■ **Task details**: Every line from the one containing "The answer SHOULD provide one point per instance of the crumb" to the final line of the material below must be reproduced exactly; leave out all other lines.

■ **Source material**:
----------
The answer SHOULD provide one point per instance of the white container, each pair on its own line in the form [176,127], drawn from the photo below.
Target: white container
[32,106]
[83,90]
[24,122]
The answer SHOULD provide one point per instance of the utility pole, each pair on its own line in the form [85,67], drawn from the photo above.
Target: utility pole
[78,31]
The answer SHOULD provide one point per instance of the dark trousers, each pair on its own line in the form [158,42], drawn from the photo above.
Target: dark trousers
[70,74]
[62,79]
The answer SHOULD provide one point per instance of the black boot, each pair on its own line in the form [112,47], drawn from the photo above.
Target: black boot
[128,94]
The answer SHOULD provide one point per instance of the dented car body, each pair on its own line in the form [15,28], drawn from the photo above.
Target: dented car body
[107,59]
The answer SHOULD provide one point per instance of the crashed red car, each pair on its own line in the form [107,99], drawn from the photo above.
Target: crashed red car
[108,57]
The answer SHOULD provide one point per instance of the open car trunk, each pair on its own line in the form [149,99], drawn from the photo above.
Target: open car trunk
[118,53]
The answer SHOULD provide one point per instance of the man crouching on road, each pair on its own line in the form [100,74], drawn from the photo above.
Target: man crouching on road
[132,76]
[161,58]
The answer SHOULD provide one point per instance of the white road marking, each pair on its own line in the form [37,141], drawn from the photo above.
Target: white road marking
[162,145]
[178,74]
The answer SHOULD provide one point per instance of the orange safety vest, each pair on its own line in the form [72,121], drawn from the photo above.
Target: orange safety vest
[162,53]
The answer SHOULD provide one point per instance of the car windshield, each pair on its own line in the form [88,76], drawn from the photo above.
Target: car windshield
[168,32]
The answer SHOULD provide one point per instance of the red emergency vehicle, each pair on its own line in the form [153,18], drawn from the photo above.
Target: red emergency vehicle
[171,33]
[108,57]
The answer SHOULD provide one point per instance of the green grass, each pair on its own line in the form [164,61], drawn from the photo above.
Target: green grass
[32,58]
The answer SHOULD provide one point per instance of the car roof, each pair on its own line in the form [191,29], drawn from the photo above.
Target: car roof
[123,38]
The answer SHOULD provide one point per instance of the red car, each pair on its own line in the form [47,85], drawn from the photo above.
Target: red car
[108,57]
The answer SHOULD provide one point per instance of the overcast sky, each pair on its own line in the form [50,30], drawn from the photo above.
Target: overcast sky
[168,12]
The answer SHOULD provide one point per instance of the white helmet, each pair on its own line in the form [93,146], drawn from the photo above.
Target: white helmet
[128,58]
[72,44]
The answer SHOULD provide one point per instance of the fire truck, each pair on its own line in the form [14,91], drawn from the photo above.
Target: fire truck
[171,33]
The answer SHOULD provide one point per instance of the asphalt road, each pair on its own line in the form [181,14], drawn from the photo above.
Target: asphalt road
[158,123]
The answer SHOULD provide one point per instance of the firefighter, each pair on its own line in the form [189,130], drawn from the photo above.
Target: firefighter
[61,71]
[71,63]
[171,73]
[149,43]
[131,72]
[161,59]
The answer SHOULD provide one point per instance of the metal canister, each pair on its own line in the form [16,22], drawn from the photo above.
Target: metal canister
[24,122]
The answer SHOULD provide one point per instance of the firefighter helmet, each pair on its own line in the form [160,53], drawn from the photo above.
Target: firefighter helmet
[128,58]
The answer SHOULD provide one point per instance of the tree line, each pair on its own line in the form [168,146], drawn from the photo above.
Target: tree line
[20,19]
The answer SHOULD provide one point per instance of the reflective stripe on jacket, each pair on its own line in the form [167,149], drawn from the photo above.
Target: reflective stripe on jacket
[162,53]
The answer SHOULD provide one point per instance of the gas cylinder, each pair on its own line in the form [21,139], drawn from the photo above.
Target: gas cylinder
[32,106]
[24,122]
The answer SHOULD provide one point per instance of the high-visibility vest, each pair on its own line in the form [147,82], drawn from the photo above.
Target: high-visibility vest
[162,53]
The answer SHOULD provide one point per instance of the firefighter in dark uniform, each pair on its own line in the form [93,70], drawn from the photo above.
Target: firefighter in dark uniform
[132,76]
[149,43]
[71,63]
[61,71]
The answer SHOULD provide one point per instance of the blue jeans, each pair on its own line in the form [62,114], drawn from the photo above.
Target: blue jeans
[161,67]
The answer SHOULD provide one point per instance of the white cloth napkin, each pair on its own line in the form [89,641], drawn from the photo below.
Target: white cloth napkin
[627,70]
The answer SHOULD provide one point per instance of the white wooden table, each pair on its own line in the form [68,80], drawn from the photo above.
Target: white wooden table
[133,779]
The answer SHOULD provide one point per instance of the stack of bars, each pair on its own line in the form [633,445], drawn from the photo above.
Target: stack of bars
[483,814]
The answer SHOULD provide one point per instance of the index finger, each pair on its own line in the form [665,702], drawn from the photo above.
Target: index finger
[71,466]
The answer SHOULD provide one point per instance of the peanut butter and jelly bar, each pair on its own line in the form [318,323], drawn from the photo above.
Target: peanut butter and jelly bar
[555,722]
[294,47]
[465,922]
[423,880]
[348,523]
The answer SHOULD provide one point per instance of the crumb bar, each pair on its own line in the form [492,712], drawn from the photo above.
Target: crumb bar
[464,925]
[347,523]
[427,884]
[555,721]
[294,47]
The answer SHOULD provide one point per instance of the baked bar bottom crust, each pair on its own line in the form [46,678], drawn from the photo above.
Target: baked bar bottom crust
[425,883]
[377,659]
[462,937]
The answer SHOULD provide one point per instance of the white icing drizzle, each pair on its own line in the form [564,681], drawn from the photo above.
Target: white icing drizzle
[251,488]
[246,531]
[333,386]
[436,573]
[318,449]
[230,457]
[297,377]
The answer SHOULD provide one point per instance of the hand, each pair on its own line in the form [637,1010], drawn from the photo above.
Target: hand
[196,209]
----------
■ **Completed task**:
The answer SHOULD provide one point per instance of the crumb bar, each pair on its own line in the form [492,712], drawn from the photo above.
Target: crumb bar
[464,925]
[347,523]
[427,884]
[555,721]
[294,47]
The answer SHOULD provide one point per instance of the baked bar bottom crust, each pair on its own line in the form [46,678], drawn from the photo above.
Target: baked bar bottom crust
[425,883]
[377,659]
[462,937]
The answer SHOULD provide one point per instance of the white icing drizzle, each pair on its own line in the form [564,681], drawn from the photo above.
Target: white icing drizzle
[251,488]
[246,531]
[333,386]
[436,573]
[318,449]
[230,457]
[297,377]
The answer SHOULD provide one point per instance of the hand, each pair on its own line in the form [637,1010], drawn from the photo above.
Target: hand
[196,209]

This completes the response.